**Objective**
Rescale the records from the line containing "Expected: for every instance of the blue" through the line containing "[[353, 235]]", rewriting every line of that stretch in full with each answer coordinate multiplied by 0.2 and rounded to a whole number, halves up. Keep the sample coordinates in the other lines unchanged, and give only those lines.

-- start Extracted records --

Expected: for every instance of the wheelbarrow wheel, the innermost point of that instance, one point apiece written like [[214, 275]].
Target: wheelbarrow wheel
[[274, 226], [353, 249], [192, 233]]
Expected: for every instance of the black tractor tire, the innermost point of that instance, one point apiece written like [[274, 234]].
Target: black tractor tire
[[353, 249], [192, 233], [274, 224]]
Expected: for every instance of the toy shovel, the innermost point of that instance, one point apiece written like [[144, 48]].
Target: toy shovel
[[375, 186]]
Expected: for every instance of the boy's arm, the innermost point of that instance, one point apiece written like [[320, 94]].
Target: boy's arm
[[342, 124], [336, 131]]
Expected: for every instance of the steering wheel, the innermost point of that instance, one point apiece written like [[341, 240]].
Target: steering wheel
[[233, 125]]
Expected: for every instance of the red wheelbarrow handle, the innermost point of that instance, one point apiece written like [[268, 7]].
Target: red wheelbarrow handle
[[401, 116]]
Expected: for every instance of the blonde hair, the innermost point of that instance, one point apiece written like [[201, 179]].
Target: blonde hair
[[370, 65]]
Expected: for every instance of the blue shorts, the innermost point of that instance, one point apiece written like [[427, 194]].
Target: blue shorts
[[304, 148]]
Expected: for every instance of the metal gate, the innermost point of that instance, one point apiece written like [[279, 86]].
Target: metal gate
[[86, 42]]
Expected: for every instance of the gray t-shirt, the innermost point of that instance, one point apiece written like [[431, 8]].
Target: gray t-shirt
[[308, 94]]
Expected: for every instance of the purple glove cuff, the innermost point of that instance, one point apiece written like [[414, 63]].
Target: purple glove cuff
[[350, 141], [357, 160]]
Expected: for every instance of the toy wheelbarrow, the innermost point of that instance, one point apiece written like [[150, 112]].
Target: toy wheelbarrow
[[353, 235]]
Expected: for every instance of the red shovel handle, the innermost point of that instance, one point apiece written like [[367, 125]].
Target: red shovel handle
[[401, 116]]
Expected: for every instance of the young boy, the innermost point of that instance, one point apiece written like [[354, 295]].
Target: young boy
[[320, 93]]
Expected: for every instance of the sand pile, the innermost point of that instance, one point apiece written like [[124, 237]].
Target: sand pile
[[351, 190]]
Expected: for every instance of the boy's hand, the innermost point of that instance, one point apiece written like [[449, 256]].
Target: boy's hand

-- end Extracted records --

**Answer to this exercise**
Expected: for every instance of the blue shorts, the innermost point of that instance, one point apiece written like [[427, 194]].
Target: blue shorts
[[61, 30]]
Expected: for every instance of the metal gate, the innermost point of that instance, one point apiece written like [[279, 86]].
Target: metal gate
[[17, 8]]
Expected: for every instance of the gray t-shirt, the innermost point of that instance, one point apiece written like [[431, 8]].
Target: gray t-shirt
[[62, 19]]
Expected: for every instance of the purple glove cuff, the innermost point of that instance, one point apiece written like [[414, 63]].
Target: purple glove cuff
[[70, 28], [71, 32]]
Expected: for every instance of the toy wheelbarrow, the innermost point of that instance, one point apiece written like [[150, 112]].
Target: toy wheelbarrow
[[71, 47]]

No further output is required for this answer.